Exercise: Copy the data exactly as it appears, and do not include any pictures.
** START Information supplied **
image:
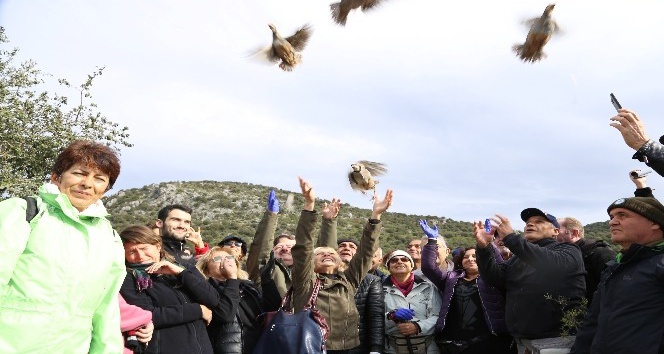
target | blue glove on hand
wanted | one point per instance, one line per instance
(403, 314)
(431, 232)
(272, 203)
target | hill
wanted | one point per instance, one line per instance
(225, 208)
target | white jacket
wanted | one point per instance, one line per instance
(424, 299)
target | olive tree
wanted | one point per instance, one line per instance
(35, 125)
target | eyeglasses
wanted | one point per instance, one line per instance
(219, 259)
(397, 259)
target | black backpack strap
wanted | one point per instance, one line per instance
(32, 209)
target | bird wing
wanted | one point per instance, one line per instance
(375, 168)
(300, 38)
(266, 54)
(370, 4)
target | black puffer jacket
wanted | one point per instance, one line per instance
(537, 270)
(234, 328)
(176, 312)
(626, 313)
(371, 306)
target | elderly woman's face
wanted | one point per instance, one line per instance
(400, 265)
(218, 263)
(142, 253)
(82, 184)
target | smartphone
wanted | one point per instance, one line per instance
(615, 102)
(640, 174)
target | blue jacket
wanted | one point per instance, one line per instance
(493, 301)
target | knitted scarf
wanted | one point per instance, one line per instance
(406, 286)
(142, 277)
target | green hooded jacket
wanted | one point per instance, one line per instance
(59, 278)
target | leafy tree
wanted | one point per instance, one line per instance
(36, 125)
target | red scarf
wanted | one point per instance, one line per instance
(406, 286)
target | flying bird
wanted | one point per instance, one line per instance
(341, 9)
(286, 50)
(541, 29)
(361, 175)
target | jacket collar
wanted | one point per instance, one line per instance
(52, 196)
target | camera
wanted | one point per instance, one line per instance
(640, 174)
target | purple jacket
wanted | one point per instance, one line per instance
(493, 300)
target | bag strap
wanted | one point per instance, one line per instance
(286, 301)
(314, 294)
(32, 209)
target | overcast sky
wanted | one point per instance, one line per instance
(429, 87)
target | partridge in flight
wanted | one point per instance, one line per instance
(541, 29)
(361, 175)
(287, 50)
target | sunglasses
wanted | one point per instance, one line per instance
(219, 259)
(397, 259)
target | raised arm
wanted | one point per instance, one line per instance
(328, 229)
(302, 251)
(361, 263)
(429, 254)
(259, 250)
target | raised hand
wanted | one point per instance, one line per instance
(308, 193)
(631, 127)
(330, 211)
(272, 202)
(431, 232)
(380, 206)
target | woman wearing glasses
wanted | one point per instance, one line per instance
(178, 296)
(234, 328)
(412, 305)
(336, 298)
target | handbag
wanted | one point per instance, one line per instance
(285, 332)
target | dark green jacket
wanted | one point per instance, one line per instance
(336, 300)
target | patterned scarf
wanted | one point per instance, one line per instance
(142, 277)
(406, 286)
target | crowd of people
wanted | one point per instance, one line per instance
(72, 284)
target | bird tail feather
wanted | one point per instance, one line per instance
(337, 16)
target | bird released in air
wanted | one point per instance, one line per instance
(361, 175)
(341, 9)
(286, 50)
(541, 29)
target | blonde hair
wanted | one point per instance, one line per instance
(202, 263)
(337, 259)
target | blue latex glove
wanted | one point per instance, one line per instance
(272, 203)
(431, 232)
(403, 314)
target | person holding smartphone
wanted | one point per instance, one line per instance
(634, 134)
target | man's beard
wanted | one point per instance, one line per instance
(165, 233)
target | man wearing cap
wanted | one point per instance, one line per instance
** END Information supplied **
Task answer:
image:
target | blue glove on hand
wanted | one point per instance, one line per instance
(403, 314)
(431, 232)
(272, 203)
target | hill
wanted | one point per instance, one line per instance
(225, 208)
target | white jacket
wanted | one point per instance, one line per instance
(424, 299)
target | olive tree
wanted | one point per instance, one line per instance
(35, 125)
target | eyeglasses
wanted | one point per instance, one line per instance
(219, 259)
(397, 259)
target | black backpack strap
wanted | one point per instance, one line per instance
(32, 209)
target | bird wing
wanted | one point per instance, one line per instance
(375, 168)
(300, 38)
(266, 54)
(370, 4)
target | black puffer jacket
wanted | one point per instance, one line per instance
(537, 270)
(234, 328)
(176, 312)
(626, 313)
(371, 306)
target | elderly woman's face
wanted | one point per instance, one line per instance
(400, 265)
(218, 263)
(142, 253)
(82, 184)
target | smartphone
wanted | one point per instance, one line per instance
(615, 102)
(640, 174)
target | blue jacket
wanted | one point per instance, one line per instance
(493, 301)
target | knitted scarf
wanted | one point per instance, one line per instance
(406, 286)
(142, 277)
target | green hooded jacket
wanted | one point per instance, one line per instance
(59, 278)
target | leafy tree
wanted | one point per instance, one line per instance
(36, 125)
target | red scarf
wanted | one point per instance, one line per instance
(406, 286)
target | flying bird
wanted | one point per instance, one line per instance
(341, 9)
(286, 50)
(541, 29)
(361, 175)
target | jacket collar
wanted | one point per instance, one line per instance
(52, 196)
target | camera
wanted | one point per instance, one line per instance
(640, 174)
target | purple jacket
wanted | one point per instance, one line per instance
(493, 300)
target | bag strap
wanted | one point per instance, one line per instance
(286, 301)
(314, 294)
(32, 209)
target | overcast sky
wanted | one point per instance, one line per instance
(429, 87)
target | partridge in flight
wanted | one point per instance, one line per instance
(541, 29)
(361, 175)
(287, 50)
target | sunglasses
wanted | one point per instance, one line per instance
(219, 259)
(397, 259)
target | raised arm
wanted | one point per instance, one line per instance
(328, 229)
(302, 251)
(361, 263)
(429, 254)
(259, 250)
target | raised hand
wanted | one point per instance, one line per instance
(308, 193)
(631, 127)
(330, 211)
(272, 202)
(431, 232)
(380, 206)
target | woman wearing glasses
wanted | one point per instance, one line per instance
(178, 296)
(234, 328)
(412, 305)
(336, 298)
target | handbag
wanted | one point per instance, one line per instance
(285, 332)
target | dark green jacket
wanted | one point per instance, one line per instance
(336, 300)
target | patterned scarf
wanted | one point per instance, one line per instance
(142, 277)
(406, 286)
target | crowd of people
wanted | one point per instance, one line per instance
(72, 284)
target | bird tail feather
wanted | one point per instance, one line per instance
(337, 16)
target | bird released in air
wanted | one point per instance, one line per instance
(361, 175)
(341, 9)
(286, 50)
(541, 29)
target | blonde hair
wanted | one point per instance, one line per instance
(202, 263)
(337, 259)
target | blue latex glove
wanted | one point per instance, one line per instance
(272, 203)
(431, 232)
(403, 314)
target | person holding smartphone
wanted | one point per instance, one line per instance
(634, 134)
target | man's beard
wanted | one point per instance, one line per instance
(165, 233)
target | man wearing cap
wanted | one point per instance, one line per instance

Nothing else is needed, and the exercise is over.